#### Source data

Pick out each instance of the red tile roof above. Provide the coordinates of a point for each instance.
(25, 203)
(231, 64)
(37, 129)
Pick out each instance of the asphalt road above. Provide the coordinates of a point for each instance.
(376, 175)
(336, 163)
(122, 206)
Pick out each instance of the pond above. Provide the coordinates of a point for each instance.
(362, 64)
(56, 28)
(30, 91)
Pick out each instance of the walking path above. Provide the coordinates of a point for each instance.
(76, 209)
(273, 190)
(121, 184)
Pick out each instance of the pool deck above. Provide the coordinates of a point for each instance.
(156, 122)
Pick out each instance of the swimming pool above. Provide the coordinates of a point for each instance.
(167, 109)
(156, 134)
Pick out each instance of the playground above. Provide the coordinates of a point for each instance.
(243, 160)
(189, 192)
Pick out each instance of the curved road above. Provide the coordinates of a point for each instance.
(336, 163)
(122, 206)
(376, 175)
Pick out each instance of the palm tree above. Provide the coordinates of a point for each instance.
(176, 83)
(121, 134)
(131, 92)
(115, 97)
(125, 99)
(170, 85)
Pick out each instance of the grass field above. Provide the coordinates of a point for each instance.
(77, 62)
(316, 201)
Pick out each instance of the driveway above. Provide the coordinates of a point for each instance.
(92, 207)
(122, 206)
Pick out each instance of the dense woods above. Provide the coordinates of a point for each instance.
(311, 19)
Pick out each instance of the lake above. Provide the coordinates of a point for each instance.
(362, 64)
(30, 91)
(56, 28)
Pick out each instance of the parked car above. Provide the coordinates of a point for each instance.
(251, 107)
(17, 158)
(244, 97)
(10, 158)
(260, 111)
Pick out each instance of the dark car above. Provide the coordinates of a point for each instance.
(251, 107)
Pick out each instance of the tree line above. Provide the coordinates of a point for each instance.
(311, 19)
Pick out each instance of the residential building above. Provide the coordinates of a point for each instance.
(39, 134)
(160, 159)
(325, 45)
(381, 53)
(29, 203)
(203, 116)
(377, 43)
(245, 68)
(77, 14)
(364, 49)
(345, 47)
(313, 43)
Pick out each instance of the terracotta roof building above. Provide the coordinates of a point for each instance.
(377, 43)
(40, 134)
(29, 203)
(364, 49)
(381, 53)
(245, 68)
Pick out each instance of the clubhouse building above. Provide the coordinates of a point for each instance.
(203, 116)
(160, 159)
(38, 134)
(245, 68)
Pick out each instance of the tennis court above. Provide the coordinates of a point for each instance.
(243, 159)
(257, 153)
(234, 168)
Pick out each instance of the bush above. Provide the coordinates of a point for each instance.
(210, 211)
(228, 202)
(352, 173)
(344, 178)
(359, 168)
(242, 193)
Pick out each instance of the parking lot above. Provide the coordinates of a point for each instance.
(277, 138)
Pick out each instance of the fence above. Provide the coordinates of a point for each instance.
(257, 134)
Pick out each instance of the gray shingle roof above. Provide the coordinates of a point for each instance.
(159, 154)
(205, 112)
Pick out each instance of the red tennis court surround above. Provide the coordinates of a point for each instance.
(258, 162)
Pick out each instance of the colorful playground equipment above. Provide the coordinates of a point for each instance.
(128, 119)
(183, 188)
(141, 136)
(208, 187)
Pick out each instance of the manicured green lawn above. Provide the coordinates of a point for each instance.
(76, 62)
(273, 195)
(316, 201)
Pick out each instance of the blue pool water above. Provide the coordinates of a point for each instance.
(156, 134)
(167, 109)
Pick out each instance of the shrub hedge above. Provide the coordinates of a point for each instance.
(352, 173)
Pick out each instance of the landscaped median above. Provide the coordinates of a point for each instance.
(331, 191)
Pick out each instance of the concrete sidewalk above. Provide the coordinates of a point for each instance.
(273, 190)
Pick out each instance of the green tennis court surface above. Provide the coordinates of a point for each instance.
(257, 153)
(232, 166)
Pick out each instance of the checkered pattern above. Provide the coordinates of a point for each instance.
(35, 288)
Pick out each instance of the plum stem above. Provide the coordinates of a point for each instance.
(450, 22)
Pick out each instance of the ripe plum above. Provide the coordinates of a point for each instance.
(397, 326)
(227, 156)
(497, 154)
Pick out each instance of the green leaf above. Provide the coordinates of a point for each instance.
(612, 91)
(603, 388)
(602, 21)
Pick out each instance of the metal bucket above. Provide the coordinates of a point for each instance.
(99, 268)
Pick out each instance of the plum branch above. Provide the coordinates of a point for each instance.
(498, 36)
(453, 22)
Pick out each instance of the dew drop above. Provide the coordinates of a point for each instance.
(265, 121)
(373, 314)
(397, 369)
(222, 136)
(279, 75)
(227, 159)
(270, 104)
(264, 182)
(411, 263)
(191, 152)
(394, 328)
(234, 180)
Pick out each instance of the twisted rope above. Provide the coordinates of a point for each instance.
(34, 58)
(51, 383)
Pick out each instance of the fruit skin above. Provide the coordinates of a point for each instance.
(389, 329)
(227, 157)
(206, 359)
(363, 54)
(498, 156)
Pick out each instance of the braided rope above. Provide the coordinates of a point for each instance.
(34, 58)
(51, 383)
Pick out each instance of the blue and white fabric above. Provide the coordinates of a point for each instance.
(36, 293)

########

### Directions:
Please reproduce all the items above, substituting "occurrence" for "instance" and leaving everything else unchanged.

### Written answer:
Pick out each occurrence of the red tile roof above. Provide the coordinates of a point for each occurrence.
(25, 203)
(231, 64)
(37, 129)
Pick out each occurrence of the asphalt road above. Provide the coordinates of a point for each occurrence.
(376, 175)
(336, 163)
(122, 206)
Pick out each occurrence of the pond above. Provide the coordinates of a point for each occurrence.
(362, 64)
(56, 28)
(30, 91)
Pick out each occurrence of the walking path above. Provide the coordinates of a point for each occurrence.
(76, 209)
(273, 190)
(121, 184)
Pick out each occurrence of the pool deck above. Provide the coordinates of a point for each occurrence.
(156, 122)
Pick out each occurrence of the swimming pool above. Provide the coordinates of a point for each occurrence.
(167, 109)
(156, 134)
Pick out each occurrence of the playground above. Provide the coordinates of a point for each occurrence.
(243, 160)
(189, 192)
Pick out each occurrence of the curved road above. Provide the coordinates of a point for each occurrence.
(336, 163)
(122, 206)
(376, 175)
Pick out each occurrence of the palm tree above. Provide the coordinates of a point for each occurrence.
(176, 83)
(121, 134)
(131, 92)
(115, 97)
(125, 99)
(170, 85)
Pick out each occurrence of the grass field above. Provide the coordinates of a point for each occurrence.
(77, 62)
(316, 201)
Pick out each occurrence of the driveway above. Provide the coordinates of a point for each occurrence.
(92, 207)
(122, 206)
Pick out each occurrence of the dense woods above. Provide the coordinates of a point for each occurrence.
(311, 19)
Pick out each occurrence of the lake above. Provide the coordinates of a point for each occurrence.
(362, 64)
(30, 91)
(56, 28)
Pick out each occurrence of the parked car above. Provide the coordinates of a point for each occurrence.
(251, 107)
(17, 158)
(244, 97)
(10, 158)
(260, 111)
Pick out each occurrence of the dark car above. Provide the coordinates of a point for each occurrence.
(251, 107)
Pick out each occurrence of the tree line above. Provide the coordinates of a point for each occurrence.
(311, 19)
Pick out each occurrence of the residential building above. Provide the coordinates of a point for each occurrence.
(39, 134)
(160, 159)
(325, 45)
(381, 53)
(29, 203)
(203, 116)
(377, 43)
(245, 68)
(77, 14)
(364, 49)
(345, 47)
(313, 43)
Pick out each occurrence of the terracotta roof building above. Provide the coordinates of a point for each occurrence.
(377, 43)
(40, 134)
(29, 203)
(364, 49)
(381, 53)
(245, 68)
Pick out each occurrence of the clubhouse building above. Provide the coordinates of a point for each occurrence.
(203, 116)
(160, 159)
(38, 134)
(245, 68)
Pick out each occurrence of the tennis court above. Provide the coordinates of a point for each occurrence.
(243, 159)
(257, 153)
(234, 168)
Pick out each occurrence of the bush above. Provide the coordinates of a point for each occurrence.
(210, 211)
(228, 202)
(352, 173)
(344, 178)
(359, 168)
(242, 193)
Pick out each occurrence of the parking lot above. Provide the coordinates of a point for each occurrence.
(277, 138)
Pick out each occurrence of the fence above. Provide the coordinates of a point for each occurrence.
(257, 134)
Pick out each occurrence of the gray shingle roof above. Provide the coordinates of a point for each occurrence.
(159, 154)
(205, 112)
Pick out each occurrence of the red tennis court surround above. Provide the coordinates of a point for each occurrence.
(258, 162)
Pick out each occurrence of the colorful playground equipment above. Provide the coordinates of a point for each occurrence.
(128, 119)
(183, 188)
(141, 136)
(208, 187)
Pick out each occurrence of the manicured green lawn above. Provide the coordinates of a point for each occurrence.
(76, 62)
(273, 195)
(316, 201)
Pick out each occurrence of the blue pool water above. Provide the coordinates of a point for each occurrence.
(156, 134)
(167, 109)
Pick out each occurrence of the shrub hedge above. Provide the coordinates of a point for each occurrence.
(352, 173)
Pick out each occurrence of the landscaped median above. Provide the coordinates of a point for each occurrence.
(331, 191)
Pick out each occurrence of the concrete sidewalk above. Provide the coordinates of a point for each occurrence.
(273, 190)
Pick out each occurrence of the green tennis court surface above. Provide the coordinates of a point for each occurrence.
(257, 153)
(232, 166)
Pick out each occurrence of the checkered pattern above. Provide the coordinates of a point for each occurrence.
(35, 288)
Pick out each occurrence of the plum stem above. Provide the coordinates of a point for each occurrence.
(450, 22)
Pick out each occurrence of the ripe plum above. Provide the coordinates of a point for each occurrence.
(397, 326)
(227, 156)
(497, 154)
Pick out each occurrence of the green leaf above. Provide the coordinates of a point for each occurrence.
(612, 91)
(603, 388)
(602, 21)
Pick out each occurrence of the metal bucket above. Provide the coordinates of a point for each occurrence.
(99, 268)
Pick out each occurrence of the plum branch above. Provide the coordinates of a point for each occurrence.
(498, 36)
(453, 22)
Pick out each occurrence of the dew drop above. Provide the coordinates of a point for each occurrence.
(265, 121)
(373, 314)
(397, 369)
(222, 136)
(279, 75)
(227, 159)
(270, 104)
(264, 182)
(411, 263)
(191, 152)
(394, 328)
(234, 180)
Pick out each occurrence of the twisted rope above. Provide the coordinates of a point for each occurrence.
(34, 58)
(51, 383)
Pick out each occurrence of the fruit skin above. Provide the coordinates of a point for each occurrence.
(389, 329)
(227, 157)
(206, 359)
(363, 54)
(498, 156)
Pick out each occurrence of the braided rope above. Provide the coordinates of a point for each occurrence.
(34, 58)
(51, 383)
Pick out each occurrence of the blue and white fabric above. Provide the coordinates of a point for each occurrence.
(36, 293)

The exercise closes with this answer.